● Required task
Retype every one of the records below word for word, keeping each line unchanged.

Start of Material provided

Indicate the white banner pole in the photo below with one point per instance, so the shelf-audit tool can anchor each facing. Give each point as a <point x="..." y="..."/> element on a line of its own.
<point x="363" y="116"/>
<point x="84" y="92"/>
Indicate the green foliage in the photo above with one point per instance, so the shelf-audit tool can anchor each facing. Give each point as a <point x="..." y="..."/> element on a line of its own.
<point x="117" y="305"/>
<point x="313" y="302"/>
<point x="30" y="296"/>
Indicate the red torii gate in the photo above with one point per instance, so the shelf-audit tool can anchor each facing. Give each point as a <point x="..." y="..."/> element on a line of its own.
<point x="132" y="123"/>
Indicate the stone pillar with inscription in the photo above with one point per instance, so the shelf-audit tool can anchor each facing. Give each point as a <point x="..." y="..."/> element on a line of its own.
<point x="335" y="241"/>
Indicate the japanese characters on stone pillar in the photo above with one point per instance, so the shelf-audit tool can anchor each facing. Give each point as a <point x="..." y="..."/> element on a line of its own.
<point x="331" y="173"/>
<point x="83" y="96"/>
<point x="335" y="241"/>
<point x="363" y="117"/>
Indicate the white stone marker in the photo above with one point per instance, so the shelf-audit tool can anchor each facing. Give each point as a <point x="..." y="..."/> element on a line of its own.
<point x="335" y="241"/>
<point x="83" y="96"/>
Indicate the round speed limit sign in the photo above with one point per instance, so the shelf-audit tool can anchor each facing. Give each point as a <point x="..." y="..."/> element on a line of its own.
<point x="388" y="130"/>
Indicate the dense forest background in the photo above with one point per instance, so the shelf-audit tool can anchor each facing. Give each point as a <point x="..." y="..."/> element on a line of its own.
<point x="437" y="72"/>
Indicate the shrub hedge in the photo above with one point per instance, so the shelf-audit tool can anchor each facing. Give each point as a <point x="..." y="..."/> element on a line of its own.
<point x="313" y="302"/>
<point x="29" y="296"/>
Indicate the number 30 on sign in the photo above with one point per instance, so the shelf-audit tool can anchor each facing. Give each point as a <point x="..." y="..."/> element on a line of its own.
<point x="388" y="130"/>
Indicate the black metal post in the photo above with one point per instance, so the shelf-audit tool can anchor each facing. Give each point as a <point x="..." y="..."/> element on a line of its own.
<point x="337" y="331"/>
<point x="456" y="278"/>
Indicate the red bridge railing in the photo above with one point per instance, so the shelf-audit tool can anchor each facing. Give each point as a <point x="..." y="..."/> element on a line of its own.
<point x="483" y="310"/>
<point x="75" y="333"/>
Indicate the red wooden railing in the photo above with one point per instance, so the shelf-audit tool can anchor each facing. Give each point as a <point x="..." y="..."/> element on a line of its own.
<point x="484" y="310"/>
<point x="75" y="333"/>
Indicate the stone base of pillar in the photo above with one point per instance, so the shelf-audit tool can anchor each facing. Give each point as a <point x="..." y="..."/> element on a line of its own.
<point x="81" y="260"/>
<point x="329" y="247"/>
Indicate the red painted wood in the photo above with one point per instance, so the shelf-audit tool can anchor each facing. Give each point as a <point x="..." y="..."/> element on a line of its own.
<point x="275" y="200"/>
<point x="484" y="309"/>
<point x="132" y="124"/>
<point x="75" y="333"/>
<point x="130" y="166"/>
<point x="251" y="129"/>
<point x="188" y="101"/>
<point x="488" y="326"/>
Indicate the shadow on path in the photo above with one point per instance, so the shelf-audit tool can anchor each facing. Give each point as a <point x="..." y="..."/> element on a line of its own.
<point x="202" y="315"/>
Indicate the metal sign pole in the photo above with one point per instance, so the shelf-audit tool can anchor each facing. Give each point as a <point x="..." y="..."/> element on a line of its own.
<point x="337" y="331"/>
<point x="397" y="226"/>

End of Material provided

● Answer to this problem
Indicate the white banner pole in the photo below with one point per instance, so the shelf-audit tool can anchor each facing. Give each point as a <point x="..." y="..."/> element on a line of its own.
<point x="363" y="116"/>
<point x="84" y="92"/>
Indicate the green foliage in the photo above with one point per instance, so the shelf-audit tool can anchor each facing. Give each point as a <point x="..." y="..."/> element on a line of its own.
<point x="117" y="305"/>
<point x="313" y="302"/>
<point x="30" y="296"/>
Indicate the red torii gate in the photo above with one point per instance, so the shelf-audit tool can anchor each facing. Give each point as a <point x="..." y="..."/> element on a line of its own.
<point x="132" y="123"/>
Indicate the stone pillar with inscription in the photo above with one point per instance, so the shelf-audit tool can anchor each facing. Give each point as a <point x="..." y="..."/> element on a line of its own.
<point x="335" y="241"/>
Indicate the japanese characters on stone pillar in the photo above with one point per instance, so the shelf-audit tool can anchor each facing. Give each point as a <point x="..." y="..."/> element on a line of its own.
<point x="331" y="173"/>
<point x="83" y="96"/>
<point x="335" y="241"/>
<point x="363" y="117"/>
Indicate the white stone marker in the photo above with one point per instance, so the shelf-audit tool can anchor each facing. Give each point as a <point x="..." y="..."/> element on a line of its own.
<point x="335" y="241"/>
<point x="83" y="96"/>
Indicate the round speed limit sign in the photo above with one point per instance, so the shelf-audit tool can anchor each facing. Give each point as a <point x="..." y="..."/> element on a line of its own.
<point x="388" y="130"/>
Indicate the dense forest background in the photo above with one point per instance, so the shelf-audit tool can anchor each facing. Give each point as a <point x="..." y="..."/> element on a line of its own.
<point x="437" y="72"/>
Indicate the shrub hedge in the photo above with one point per instance, so the shelf-audit tool can anchor each facing. Give each point as a <point x="..." y="..."/> element on a line of its own.
<point x="313" y="302"/>
<point x="29" y="296"/>
Indicate the number 30 on sign in the photo above with one point per instance, so the shelf-audit tool can anchor each facing. Give each point as a <point x="..." y="..."/> element on a line of its own.
<point x="388" y="130"/>
Indicate the black metal post in the photo above with one point per instance, so the shelf-audit tool can anchor each facing. Give each point as a <point x="..." y="..."/> element on a line of its own.
<point x="337" y="331"/>
<point x="456" y="278"/>
Indicate the red bridge railing in the photo above with one point per instance, so the shelf-audit tool can anchor each facing. Give each point as a <point x="..." y="..."/> element on a line of its own.
<point x="483" y="310"/>
<point x="75" y="333"/>
Indicate the red wooden railing in the photo above with one point per instance, so the shelf-audit tool can anchor each facing. Give each point as a <point x="..." y="..."/> element on a line of its own.
<point x="484" y="310"/>
<point x="75" y="333"/>
Indicate the stone base of pillar in the photo above with one point per instance, so the shelf-audit tool can anchor each facing. Give each point as a <point x="..." y="..."/> element on a line of its own.
<point x="81" y="260"/>
<point x="329" y="247"/>
Indicate the red painted wood in the photo above with one point per instance, so the shelf-audit tool can anchor each facing. Give each point as a <point x="..." y="..."/> element on a line of its own.
<point x="275" y="200"/>
<point x="484" y="309"/>
<point x="132" y="124"/>
<point x="75" y="333"/>
<point x="130" y="166"/>
<point x="251" y="129"/>
<point x="188" y="101"/>
<point x="488" y="326"/>
Indicate the shadow on path in the photo above with one point per instance, so the shelf-audit tool can anchor each facing. Give each point as a <point x="..." y="..."/> element on a line of its own.
<point x="202" y="315"/>
Indicate the metal sign pole in the photo above with one point per instance, so the shelf-audit tool can anchor each facing. Give each point as a <point x="..." y="..."/> element on a line of its own.
<point x="337" y="331"/>
<point x="397" y="226"/>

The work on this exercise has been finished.